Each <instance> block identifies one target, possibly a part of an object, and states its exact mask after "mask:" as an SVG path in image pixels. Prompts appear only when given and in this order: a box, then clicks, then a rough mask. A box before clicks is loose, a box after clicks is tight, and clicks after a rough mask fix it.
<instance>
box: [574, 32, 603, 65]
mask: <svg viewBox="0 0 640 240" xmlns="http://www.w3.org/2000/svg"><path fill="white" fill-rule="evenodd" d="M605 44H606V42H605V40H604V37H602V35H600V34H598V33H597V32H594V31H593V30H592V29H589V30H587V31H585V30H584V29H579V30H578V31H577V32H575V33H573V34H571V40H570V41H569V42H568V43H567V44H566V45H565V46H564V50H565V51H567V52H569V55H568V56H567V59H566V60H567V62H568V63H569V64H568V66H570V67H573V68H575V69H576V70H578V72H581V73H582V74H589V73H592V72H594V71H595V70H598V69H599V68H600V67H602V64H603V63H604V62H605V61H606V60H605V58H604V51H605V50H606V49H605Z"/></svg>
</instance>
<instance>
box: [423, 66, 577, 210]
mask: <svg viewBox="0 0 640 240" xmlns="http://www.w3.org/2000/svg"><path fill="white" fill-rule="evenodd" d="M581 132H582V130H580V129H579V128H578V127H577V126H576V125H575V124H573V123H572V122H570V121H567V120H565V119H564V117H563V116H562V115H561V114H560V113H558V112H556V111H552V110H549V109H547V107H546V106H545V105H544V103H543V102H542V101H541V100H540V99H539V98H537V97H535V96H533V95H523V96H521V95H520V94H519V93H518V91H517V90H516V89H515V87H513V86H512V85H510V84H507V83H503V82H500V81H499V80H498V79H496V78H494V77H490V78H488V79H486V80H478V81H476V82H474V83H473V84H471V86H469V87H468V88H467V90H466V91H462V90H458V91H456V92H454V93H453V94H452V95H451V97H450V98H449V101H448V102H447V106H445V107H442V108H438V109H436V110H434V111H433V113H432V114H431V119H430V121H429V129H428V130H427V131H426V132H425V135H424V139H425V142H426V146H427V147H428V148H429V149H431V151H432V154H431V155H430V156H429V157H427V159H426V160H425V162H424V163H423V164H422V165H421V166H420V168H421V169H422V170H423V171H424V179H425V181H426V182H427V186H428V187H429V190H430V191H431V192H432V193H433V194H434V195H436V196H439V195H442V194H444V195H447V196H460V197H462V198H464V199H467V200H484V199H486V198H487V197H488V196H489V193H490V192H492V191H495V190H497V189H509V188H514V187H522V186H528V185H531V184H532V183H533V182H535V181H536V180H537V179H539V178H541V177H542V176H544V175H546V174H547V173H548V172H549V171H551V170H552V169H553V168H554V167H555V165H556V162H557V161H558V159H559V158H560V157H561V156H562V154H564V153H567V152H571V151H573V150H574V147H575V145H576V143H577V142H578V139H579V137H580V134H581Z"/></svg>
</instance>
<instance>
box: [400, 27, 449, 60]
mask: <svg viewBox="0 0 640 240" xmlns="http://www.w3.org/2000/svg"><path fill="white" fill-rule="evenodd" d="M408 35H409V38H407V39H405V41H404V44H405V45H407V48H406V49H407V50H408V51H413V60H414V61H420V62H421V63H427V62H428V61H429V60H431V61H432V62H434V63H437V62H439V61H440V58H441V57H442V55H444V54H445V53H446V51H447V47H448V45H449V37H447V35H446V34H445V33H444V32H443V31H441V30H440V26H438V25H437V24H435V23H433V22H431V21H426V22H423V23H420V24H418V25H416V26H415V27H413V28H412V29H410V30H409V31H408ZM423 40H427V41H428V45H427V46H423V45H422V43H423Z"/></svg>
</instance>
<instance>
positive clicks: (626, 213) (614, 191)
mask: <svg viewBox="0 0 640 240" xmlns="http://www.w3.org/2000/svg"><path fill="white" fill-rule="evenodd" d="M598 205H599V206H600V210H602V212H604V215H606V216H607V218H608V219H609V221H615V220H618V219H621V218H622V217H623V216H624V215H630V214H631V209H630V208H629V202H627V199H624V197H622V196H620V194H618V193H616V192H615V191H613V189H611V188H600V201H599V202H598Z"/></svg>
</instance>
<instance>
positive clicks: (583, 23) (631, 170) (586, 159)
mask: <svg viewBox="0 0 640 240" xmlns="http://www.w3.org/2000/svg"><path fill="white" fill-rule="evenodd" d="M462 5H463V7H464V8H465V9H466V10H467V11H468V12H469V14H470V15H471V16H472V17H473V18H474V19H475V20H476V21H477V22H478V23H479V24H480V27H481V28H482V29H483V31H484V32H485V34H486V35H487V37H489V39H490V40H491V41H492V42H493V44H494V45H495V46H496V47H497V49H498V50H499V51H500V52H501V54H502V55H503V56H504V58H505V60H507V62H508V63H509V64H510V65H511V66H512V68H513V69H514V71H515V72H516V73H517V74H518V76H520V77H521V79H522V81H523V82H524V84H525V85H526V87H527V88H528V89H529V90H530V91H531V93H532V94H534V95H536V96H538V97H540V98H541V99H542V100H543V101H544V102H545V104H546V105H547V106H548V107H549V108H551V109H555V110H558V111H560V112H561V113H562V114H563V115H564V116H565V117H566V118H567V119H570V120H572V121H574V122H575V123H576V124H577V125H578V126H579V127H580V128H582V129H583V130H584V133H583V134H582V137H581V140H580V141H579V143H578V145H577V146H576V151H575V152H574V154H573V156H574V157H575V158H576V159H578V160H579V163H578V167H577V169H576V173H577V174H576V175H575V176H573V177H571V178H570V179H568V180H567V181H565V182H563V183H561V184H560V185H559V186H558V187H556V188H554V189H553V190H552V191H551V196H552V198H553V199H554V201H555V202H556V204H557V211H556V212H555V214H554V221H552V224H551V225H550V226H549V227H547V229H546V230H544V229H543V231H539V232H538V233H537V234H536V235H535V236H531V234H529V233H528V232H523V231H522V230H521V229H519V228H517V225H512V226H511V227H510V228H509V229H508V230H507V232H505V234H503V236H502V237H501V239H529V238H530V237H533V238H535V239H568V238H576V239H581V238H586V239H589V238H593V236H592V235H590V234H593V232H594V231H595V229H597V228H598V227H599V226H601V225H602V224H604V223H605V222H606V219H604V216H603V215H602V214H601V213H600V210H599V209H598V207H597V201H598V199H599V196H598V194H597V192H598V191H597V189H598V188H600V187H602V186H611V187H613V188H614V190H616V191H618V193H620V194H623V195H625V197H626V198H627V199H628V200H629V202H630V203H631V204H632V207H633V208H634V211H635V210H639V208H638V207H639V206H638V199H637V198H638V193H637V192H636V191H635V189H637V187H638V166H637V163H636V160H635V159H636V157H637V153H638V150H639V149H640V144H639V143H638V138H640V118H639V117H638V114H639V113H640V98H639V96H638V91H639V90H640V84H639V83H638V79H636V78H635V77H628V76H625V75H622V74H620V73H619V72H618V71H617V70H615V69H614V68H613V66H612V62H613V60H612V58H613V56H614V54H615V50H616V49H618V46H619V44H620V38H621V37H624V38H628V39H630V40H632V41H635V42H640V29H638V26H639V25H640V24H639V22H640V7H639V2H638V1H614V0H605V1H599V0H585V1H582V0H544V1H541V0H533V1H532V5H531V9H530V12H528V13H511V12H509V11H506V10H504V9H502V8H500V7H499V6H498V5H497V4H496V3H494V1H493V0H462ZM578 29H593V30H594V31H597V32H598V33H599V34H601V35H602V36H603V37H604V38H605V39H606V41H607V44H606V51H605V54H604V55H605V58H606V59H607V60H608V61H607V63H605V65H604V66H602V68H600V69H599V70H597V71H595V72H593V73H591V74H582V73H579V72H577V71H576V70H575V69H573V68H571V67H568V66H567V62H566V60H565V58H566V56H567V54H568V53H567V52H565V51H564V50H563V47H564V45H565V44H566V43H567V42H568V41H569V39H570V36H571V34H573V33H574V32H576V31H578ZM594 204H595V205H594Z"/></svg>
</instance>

# # # # # # #

Each line containing the word "positive" must be pulled from the listing and copied.

positive clicks: (626, 213) (614, 191)
positive clicks: (583, 23) (631, 170) (586, 159)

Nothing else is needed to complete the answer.